Higher discounts following a demand slowdown and increased advertising and promotion expenses to support revenue growth are likely to pressurise profit margins of fashion retailers in FY2024, according to an analysis by ICRA.

The operating profit margins of 11 listed retail entities, which accounts for 23% of industry revenue, will moderate by close to 120 bps to 5.2% in FY2024.

This is despite a 13% YoY revenue growth, estimated during the year, supported by network expansion. The rating agency currently has a stable outlook on the retail sector.

“In line with our expectations, fashion retailers increased their discounting levels in YTD FY2024 to spruce up sales, which have been under pressure since the last festive season due to inflationary pressures. Retailers are pinning hopes of a demand recovery on the festive season and thus, continue to spend aggressively on advertisement and promotions,” said Sakshi Suneja, Vice President & Sector Head, – Corporate Ratings, ICRA.
==================================================
- _Exercise brief_:
Answer these from the passage on fashion retail margins.
(a) What share of industry revenue do the 11 listed retail entities account for?
(b) What year-on-year revenue growth is estimated for FY2024?
(c) Since when have sales been under pressure, according to Sakshi Suneja?

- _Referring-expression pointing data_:
==================================================
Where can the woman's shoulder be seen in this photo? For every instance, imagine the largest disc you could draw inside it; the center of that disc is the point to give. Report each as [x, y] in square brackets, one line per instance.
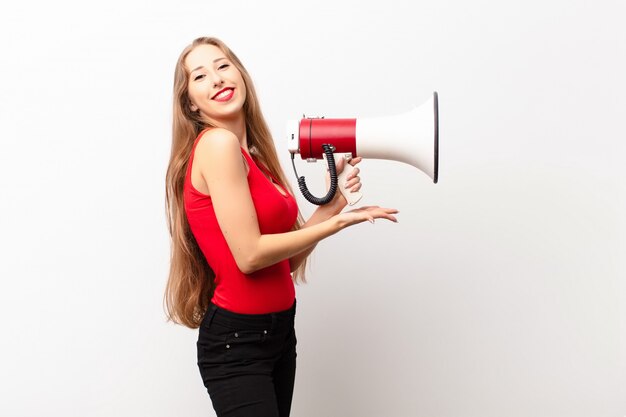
[217, 142]
[216, 147]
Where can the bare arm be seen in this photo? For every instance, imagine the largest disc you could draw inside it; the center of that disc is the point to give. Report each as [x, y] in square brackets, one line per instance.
[220, 159]
[327, 211]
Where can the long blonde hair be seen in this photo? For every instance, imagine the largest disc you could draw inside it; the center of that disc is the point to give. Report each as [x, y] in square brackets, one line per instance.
[190, 283]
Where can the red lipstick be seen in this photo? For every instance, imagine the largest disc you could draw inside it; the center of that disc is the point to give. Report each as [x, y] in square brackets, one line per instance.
[224, 94]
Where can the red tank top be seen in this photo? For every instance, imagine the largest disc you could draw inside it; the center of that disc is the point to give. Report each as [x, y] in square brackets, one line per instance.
==================================================
- _Answer for this exercise_:
(a) 23%
(b) 13%
(c) Since the last festive season